_Trecho fornecido_.
============================================================
O adorador do Uber dá de ombros: foda-se! Eu uso táxi e Uber. Isso não me desautoriza a ver defeitos nos dois sistemas. A fúria dos adoradores do Uber, por ideologia liberal ou por modernidade tecnológica, leva à idealização. Como toda ideologia, esconde o real. Minha utopia é simples: pagar menos por um bom transporte que seja justo com os trabalhadores e dê-lhes condições dignas de atuação. O casamento com o Uber é só na alegria. Na tristeza – doença, quebra do carro, multa –, o aplicativo pode dormir tranquilo. O cliente lava as mãos com gel: “Que tenho eu com isso. Quero é me dar bem”. Regulamentação? Que coisa antiga, de comunista, do paleolítico.
============================================================
_Exercícios a resolver_.
• 1. Cite o trecho sobre o Uber, da passagem que começa em "O adorador do" até a que termina em "comunista, do paleolítico.".
• 2. Segundo o trecho sobre o Uber, quais dois meios de transporte são usados por quem escreve?
• 3. Dê a continuação do trecho sobre o Uber a partir do ponto em que ele termina.
============================================================
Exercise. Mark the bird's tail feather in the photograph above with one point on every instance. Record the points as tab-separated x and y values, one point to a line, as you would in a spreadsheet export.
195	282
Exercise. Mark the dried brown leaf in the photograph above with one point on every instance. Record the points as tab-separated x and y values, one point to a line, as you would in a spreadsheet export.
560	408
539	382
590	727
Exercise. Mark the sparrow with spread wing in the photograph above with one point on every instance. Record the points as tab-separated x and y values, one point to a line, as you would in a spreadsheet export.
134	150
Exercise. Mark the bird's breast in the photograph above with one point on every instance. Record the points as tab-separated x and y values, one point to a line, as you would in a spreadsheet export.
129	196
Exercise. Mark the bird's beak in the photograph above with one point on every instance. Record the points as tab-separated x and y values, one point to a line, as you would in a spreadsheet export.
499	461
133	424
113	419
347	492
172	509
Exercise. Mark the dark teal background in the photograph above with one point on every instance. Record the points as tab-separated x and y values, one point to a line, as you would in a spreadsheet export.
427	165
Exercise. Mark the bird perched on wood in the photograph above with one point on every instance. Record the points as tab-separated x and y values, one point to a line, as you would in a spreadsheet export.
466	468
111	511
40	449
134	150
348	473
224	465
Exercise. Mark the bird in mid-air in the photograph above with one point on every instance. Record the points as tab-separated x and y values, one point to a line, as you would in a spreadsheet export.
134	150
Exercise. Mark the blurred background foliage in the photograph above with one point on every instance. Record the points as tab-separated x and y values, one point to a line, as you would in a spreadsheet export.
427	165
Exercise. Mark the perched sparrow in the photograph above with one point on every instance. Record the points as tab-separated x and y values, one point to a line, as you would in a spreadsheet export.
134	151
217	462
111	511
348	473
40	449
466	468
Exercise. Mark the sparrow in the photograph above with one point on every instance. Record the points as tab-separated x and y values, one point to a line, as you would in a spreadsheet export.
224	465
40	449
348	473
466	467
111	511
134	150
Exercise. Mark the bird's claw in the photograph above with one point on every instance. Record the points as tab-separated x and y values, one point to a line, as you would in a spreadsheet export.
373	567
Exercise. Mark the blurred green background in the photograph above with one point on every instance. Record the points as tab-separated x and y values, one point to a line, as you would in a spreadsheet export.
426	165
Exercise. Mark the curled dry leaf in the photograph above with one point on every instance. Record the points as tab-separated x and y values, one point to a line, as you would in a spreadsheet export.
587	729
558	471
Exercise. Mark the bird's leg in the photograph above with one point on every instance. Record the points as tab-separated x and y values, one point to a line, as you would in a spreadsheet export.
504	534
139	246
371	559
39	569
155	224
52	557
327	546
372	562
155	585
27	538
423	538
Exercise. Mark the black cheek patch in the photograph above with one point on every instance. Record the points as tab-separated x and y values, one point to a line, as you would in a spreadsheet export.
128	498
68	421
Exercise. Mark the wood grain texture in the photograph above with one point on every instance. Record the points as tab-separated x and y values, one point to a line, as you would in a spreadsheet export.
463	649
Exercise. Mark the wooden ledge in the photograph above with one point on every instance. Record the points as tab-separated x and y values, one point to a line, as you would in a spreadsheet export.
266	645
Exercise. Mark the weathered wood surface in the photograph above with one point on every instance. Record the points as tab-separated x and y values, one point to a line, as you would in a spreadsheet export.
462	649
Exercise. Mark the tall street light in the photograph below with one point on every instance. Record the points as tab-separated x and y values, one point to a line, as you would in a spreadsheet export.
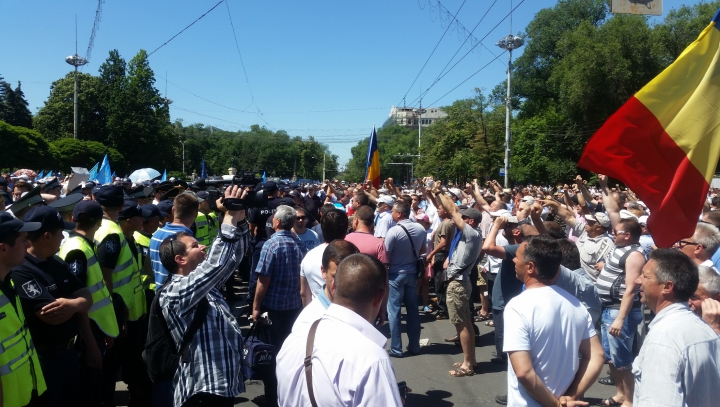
508	43
75	60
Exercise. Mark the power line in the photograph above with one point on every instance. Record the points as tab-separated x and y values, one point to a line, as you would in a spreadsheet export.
242	63
434	49
183	30
442	75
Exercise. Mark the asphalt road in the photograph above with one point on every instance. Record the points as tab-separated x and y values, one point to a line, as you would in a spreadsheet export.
427	374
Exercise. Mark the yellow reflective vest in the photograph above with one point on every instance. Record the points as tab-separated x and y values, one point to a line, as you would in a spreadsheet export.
126	275
20	370
102	311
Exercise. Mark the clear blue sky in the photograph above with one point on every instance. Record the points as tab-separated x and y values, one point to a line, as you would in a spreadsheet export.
330	69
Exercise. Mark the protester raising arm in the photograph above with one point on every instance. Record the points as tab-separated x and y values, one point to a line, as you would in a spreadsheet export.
611	205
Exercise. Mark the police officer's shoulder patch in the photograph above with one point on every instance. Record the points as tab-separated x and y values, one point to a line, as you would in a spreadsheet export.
111	246
32	289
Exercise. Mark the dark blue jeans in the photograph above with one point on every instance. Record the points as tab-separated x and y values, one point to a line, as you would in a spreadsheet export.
403	289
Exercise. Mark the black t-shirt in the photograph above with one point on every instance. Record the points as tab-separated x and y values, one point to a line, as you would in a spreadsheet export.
38	283
77	261
507	286
108	251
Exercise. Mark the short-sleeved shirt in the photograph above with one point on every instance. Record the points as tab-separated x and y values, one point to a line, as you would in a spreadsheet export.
507	286
466	253
369	244
397	245
447	230
39	283
280	259
310	239
550	324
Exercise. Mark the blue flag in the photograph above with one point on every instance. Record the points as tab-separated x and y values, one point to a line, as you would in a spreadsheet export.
104	173
93	172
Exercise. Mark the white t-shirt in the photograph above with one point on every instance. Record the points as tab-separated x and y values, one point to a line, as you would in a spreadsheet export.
550	324
310	268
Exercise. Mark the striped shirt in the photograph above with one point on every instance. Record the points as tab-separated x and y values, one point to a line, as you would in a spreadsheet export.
161	234
610	273
215	358
280	259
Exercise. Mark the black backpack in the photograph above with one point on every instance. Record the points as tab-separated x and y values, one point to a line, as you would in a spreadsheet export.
160	356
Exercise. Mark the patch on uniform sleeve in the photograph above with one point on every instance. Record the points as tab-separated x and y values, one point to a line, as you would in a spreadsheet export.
32	289
111	246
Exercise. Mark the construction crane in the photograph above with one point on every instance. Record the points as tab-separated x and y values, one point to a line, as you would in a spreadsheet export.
96	26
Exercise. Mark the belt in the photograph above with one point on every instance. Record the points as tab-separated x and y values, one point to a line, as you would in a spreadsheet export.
56	346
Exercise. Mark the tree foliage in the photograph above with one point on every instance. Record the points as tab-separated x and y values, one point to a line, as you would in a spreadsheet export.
26	148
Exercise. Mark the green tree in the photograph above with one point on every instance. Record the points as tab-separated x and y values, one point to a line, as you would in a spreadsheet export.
25	148
70	152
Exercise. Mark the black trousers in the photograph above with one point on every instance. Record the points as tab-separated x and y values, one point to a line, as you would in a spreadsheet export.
499	331
282	322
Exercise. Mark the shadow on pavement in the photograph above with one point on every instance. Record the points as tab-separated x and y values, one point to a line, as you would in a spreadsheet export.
430	398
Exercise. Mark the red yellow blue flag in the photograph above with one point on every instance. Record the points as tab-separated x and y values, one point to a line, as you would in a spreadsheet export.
372	171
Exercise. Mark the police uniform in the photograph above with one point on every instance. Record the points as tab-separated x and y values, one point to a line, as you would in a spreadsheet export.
114	251
38	283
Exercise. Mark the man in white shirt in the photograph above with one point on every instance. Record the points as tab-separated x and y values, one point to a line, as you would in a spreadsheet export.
349	364
679	362
383	216
334	253
546	329
334	225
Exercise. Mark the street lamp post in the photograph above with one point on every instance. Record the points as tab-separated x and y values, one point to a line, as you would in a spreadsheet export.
508	43
75	60
183	143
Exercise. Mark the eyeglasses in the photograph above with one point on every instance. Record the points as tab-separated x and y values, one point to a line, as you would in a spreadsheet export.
683	243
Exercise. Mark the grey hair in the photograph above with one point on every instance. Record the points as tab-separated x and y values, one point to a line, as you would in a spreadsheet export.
286	215
710	280
708	236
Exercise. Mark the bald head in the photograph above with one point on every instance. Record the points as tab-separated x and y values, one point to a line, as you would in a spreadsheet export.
359	279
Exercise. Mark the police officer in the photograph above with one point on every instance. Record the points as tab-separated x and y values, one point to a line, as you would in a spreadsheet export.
121	273
21	377
78	251
54	301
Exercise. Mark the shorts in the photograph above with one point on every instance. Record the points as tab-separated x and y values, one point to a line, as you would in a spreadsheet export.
618	349
458	303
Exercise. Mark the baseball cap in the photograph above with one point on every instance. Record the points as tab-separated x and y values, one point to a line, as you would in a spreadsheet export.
626	214
150	211
49	219
600	218
111	196
501	212
386	199
165	207
9	226
130	210
88	210
473	214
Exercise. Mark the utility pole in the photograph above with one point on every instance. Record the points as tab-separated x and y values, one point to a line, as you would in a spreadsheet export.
508	43
75	60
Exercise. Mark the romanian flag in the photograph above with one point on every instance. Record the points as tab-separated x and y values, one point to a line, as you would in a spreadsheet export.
372	172
664	142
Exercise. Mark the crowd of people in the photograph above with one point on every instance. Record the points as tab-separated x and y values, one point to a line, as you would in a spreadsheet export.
568	276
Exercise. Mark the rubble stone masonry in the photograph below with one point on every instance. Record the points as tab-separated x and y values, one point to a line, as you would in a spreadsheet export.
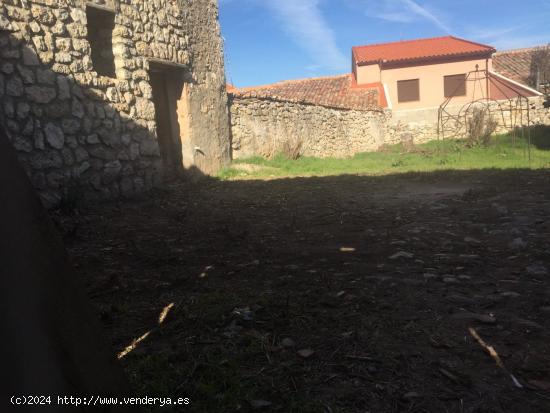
============================================================
_Respostas apresentadas_.
• 1.
O adorador do Uber dá de ombros: foda-se! Eu uso táxi e Uber. Isso não me desautoriza a ver defeitos nos dois sistemas. A fúria dos adoradores do Uber, por ideologia liberal ou por modernidade tecnológica, leva à idealização. Como toda ideologia, esconde o real. Minha utopia é simples: pagar menos por um bom transporte que seja justo com os trabalhadores e dê-lhes condições dignas de atuação. O casamento com o Uber é só na alegria. Na tristeza – doença, quebra do carro, multa –, o aplicativo pode dormir tranquilo. O cliente lava as mãos com gel: “Que tenho eu com isso. Quero é me dar bem”. Regulamentação? Que coisa antiga, de comunista, do paleolítico.

• 2. Táxi e Uber.

• 3.
Tenho um amigo nacionalista que só usa aplicativo local. Não quer contribuir com exportação de lucros obtidos no Brasil. Na opinião dele, nada mais retrógrado do que precisar de uma multinacional para chamar um táxi. Para ele, carro de aplicativo, é táxi. Quando Uber aplicava a mentira de que era carona, meu amigo surtava: estelionato!

É assim: adorador aceita ser explorado. Ajoelha-se diante do mestre. Repete a cantilena do ídolo como se fosse a luz do sol. Sente-se muito superior por não enxergar um palmo diante do celular. Se faltar argumento, recorre ao infalível golpe do etarismo:

– Coisa de velho!

– Sério?

– É dinâmica, porra!

Acho que já posso voltar a andar de ônibus.